*** INFORMATION GIVEN Section Begins ***

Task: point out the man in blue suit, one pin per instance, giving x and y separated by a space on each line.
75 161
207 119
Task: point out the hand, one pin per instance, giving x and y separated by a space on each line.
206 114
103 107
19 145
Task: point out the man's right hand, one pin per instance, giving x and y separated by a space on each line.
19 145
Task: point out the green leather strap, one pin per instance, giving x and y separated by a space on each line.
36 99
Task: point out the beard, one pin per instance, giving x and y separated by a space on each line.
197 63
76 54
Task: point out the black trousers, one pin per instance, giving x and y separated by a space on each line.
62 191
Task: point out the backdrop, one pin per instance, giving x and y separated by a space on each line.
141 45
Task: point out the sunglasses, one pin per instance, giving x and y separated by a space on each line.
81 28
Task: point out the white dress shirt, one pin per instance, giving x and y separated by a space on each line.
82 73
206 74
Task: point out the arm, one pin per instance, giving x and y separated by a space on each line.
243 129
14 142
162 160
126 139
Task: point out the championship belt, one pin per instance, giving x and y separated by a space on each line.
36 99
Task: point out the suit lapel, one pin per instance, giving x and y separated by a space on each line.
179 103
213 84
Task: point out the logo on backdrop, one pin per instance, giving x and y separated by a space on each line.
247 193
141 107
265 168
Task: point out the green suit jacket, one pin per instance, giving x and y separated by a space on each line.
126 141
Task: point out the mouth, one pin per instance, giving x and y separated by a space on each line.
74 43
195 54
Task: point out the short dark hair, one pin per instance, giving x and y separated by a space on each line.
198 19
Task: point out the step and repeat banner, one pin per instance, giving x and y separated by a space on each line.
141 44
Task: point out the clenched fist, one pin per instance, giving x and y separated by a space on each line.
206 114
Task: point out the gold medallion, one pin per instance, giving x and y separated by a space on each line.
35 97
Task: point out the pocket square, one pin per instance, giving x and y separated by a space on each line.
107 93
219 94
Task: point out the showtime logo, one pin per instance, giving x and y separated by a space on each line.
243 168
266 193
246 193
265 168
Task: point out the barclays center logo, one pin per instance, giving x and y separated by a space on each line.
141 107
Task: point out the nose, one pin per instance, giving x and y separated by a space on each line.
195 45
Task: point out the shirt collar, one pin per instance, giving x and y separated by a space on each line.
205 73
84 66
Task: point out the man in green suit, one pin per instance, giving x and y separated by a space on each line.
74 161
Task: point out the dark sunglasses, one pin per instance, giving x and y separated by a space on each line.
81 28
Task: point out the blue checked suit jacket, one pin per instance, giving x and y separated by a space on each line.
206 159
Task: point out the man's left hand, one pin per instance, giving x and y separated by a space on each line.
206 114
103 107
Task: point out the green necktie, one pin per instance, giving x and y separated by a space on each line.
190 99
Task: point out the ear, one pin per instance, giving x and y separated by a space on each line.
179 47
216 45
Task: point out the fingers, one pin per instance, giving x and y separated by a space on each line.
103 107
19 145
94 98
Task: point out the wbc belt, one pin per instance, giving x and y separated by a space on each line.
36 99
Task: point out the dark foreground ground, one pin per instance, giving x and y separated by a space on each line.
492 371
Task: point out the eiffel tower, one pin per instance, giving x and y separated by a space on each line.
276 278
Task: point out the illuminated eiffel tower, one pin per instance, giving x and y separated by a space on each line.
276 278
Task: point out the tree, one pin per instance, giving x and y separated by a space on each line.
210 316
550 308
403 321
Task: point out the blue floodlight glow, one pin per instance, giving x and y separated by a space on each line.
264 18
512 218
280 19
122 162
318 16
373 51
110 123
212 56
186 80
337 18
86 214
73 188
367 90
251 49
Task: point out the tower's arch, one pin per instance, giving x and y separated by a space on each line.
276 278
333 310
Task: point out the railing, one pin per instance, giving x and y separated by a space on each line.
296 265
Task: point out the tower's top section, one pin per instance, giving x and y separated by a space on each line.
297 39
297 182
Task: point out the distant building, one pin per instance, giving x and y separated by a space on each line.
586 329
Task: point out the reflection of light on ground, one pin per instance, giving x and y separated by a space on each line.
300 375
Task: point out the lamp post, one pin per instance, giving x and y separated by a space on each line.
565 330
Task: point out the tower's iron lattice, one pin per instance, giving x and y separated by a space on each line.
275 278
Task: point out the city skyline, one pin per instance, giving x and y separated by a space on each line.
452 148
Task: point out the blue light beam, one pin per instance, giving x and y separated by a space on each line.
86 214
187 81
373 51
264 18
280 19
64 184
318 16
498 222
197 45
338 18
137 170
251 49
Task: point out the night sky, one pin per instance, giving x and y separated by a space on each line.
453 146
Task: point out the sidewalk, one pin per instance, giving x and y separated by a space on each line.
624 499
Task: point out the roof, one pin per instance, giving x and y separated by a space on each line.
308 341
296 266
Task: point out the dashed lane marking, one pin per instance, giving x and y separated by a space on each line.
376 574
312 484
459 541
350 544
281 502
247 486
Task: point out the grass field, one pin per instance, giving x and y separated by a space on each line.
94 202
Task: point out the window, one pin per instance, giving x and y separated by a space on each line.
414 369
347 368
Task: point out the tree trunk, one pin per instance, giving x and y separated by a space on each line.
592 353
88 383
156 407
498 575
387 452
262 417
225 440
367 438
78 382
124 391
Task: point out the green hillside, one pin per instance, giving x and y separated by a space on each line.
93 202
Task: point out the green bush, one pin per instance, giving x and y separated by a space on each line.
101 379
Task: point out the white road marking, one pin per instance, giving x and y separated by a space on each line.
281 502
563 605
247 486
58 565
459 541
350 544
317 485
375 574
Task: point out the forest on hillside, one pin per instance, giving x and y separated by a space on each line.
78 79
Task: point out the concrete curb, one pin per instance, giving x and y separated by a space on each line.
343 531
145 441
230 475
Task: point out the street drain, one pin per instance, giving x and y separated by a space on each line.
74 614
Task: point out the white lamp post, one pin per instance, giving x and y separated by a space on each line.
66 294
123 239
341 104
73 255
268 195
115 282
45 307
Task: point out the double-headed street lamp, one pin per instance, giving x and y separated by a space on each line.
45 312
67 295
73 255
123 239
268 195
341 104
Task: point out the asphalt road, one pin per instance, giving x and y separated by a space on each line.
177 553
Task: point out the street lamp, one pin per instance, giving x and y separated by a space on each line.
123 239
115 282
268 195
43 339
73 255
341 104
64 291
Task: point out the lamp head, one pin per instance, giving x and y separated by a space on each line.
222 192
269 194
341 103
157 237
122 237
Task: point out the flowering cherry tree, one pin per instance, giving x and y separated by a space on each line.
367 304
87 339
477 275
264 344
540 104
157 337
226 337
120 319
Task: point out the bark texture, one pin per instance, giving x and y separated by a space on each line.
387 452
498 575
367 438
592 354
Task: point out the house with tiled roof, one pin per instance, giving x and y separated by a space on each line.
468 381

*** INFORMATION GIVEN Section Ends ***

> GOAL OF THE EXERCISE: Set down each entry again, exactly as written.

> THE COMPLETED TASK:
Task: point out the man in blue suit, one pin per instance, giving x and y separated by a space on each line.
75 161
207 119
Task: point out the hand, one pin per instance, giving x and y separated by a space on each line.
206 114
103 107
19 145
Task: point out the man's right hand, one pin per instance, giving x and y separated by a space on each line.
19 145
Task: point out the green leather strap, one pin per instance, giving x and y separated by a space on each line.
36 99
Task: point out the beard, one pin per instance, giving x and y separated by a space on each line.
197 63
76 54
Task: point out the black trousers, one pin per instance, giving x and y separated by a space on each line.
62 191
Task: point out the backdrop, one pin per instance, giving x and y separated by a space on each line.
141 45
Task: point out the sunglasses, one pin per instance, giving x and y separated by a space on each line.
81 28
Task: point out the white dress shirt, one pin per instance, giving x and y separated by a space on each line.
82 73
206 74
Task: point out the arm, one pin per instance, giving x and y separated by a space on each line.
243 129
14 142
162 160
126 139
Task: point out the championship belt, one pin per instance, giving x and y separated by a space on each line.
36 99
Task: point out the suit lapel, one pin per instance, giving x and y separated by a space on each line.
179 103
213 84
Task: point out the logo on backdrop, one pin per instance, giving x and y separated by a space on each line.
247 193
141 107
265 168
Task: point out the green suit jacket, one pin per instance, giving x and y separated by a space on each line.
126 141
Task: point out the mouth, one pin per instance, giving x and y separated by a space on each line.
74 43
195 54
Task: point out the short dark hair, one pin per instance, giving x and y separated by a space on each line.
198 19
Task: point out the step and repeat banner, one pin per instance, giving x and y separated by a space on each line.
141 44
Task: point out the clenched fist, one pin per instance, giving x and y separated by a space on each line.
206 114
Task: point out the gold medallion, one pin per instance, giving x and y separated by a space on each line.
35 97
Task: point out the pocket square, one pin per instance, giving x and y separated by a space on each line.
107 93
219 94
Task: point out the showtime logo, one pin per instance, giving x and y separated by a space on each line.
243 168
266 193
246 193
265 168
Task: point out the barclays center logo, one pin per instance, giving x and y separated by a space on each line.
141 107
Task: point out the nose, one pin per instance, giving x and y separated by a space on each line.
195 45
Task: point out the shirt collar, one pin per instance, giving x and y separated by a space on each line.
205 73
84 66
Task: point out the man in green suit, one pin per instance, giving x and y separated by a space on each line.
74 161
Task: point out the dark sunglasses, one pin per instance, giving x and y separated by a space on each line.
81 28
Task: point out the blue checked suit jacket, one pin per instance, giving x and y separated by a space on each line.
206 159
Task: point out the man's left hand, one pin per instance, giving x and y separated by a space on each line.
206 114
103 107
Task: point out the green necktie, one pin per instance, giving x and y separated by a space on each line.
190 99
Task: point out the ear, one pin per instance, giving x and y separated by a space on each line.
179 47
216 45
Task: point out the fingers, one pin per instance, giving x and y separated by a space on each line.
103 107
19 145
94 98
Task: point out the wbc belt, one pin per instance, giving x and y separated by a space on each line.
36 99
Task: point out the dark foreground ground, one pin per instance, giving x and y separated by a space on each line.
492 371
Task: point out the eiffel tower, one pin per instance, giving x and y separated by a space on each line.
276 278
Task: point out the illuminated eiffel tower, one pin per instance, giving x and y separated by a space on each line.
276 278
Task: point out the tree, one pin per instance, giving x and y separated by a space on each line.
210 316
550 308
403 321
Task: point out the blue floodlight glow, one pin per instance, giving x and y separated by a space on each line.
264 18
512 218
280 19
122 162
318 16
373 51
110 123
212 56
186 80
337 18
86 214
73 188
367 90
251 49
Task: point out the tower's arch, one pin per instance, giving x and y separated by a space on each line.
276 278
333 310
Task: point out the railing, one pin per instance, giving x and y separated by a space on each line.
296 265
Task: point out the tower's top section, one pin per instance, giving x and y separated by a space on each line.
297 39
297 182
Task: point out the distant building, one pin per instance, giving x and y separated by a space on each line.
586 329
Task: point out the reflection of light on ground, one pin per instance, giving x and y separated by a space on each line.
300 375
Task: point out the lamp post, one pin per instance, giving x and y separated by a space on each line.
565 330
Task: point out the tower's iron lattice, one pin per instance, giving x and y separated by a space on each line.
275 278
Task: point out the city skyline, one pin per instance, giving x and y separated by a space on each line.
452 148
Task: point out the blue light beam, one pin per instance, giving x and y separated by a space on each line.
86 214
187 81
373 51
264 18
280 19
64 184
318 16
498 222
197 45
338 18
137 170
251 49
Task: point out the night sky, one pin per instance, giving x and y separated by a space on each line.
453 146
Task: point out the sidewalk, one pin per instance, giving x and y separated by a space on each line.
624 499
Task: point out the roof, one pin per instance, giving x and y separated by a space on each line.
308 341
296 266
Task: point out the dashed lane marking, one pin per instance, giving x and y separated by a space on each line.
376 574
312 484
459 541
350 544
281 502
247 486
Task: point out the grass field, one pin per instance, giving x and y separated by a space on each line.
94 202
Task: point out the window, one pin per instance, giving x and y separated by a space on each line.
414 369
347 368
Task: point out the tree trunk, one pin per instance, giving x and y separated by a space on each line.
592 353
88 383
156 407
498 575
387 452
262 417
225 440
367 438
78 382
124 391
Task: point out the green hillside, one pin per instance, giving x and y separated by a space on each line.
93 202
Task: point out the green bush, one pin per instance, giving x and y separated by a space on each line.
101 379
Task: point out the white road marking, one pin per instance, giving x and y separated by a space on each line.
281 502
563 605
247 486
58 565
459 541
350 544
317 485
375 574
Task: point out the forest on hillside, one pin per instance, giving x and y separated by a space on each line.
78 79
Task: point out the concrete curb, one pin per instance, giving x and y separated by a space on each line.
343 531
145 441
230 475
Task: point out the street drain, one pin per instance, giving x and y separated by a space on each line.
74 614
Task: point out the white lamp post, one pin per instance, giving x and y separated by a space on each line.
66 294
123 239
341 104
73 255
268 195
115 282
45 307
Task: point out the double-headed street lamp, one pin per instance, giving x and y separated by a space on each line.
45 312
67 295
73 255
123 239
268 195
341 104
Task: point out the asphalt road, one pin per instance, giving x and y separated by a space on each line.
177 553
Task: point out the street lamp, one pin per instance, giving x and y separated by a space on each line.
123 239
115 282
268 195
43 339
73 255
341 104
64 291
Task: point out the lamp head, one pin per instance, giving x and y separated by a space on each line.
222 192
269 194
341 103
157 237
122 237
Task: point out the flowering cherry tree, one pin per instance, giving x and y separated by a space on each line.
367 304
87 339
477 275
264 344
540 104
157 337
226 337
120 319
Task: point out the bark texture, one pin per instance, giving x and y separated by a space on each line.
387 452
498 575
367 438
592 354
Task: point out the house with tiled roof, one pin per instance, giving x and y separated by a space on each line.
468 381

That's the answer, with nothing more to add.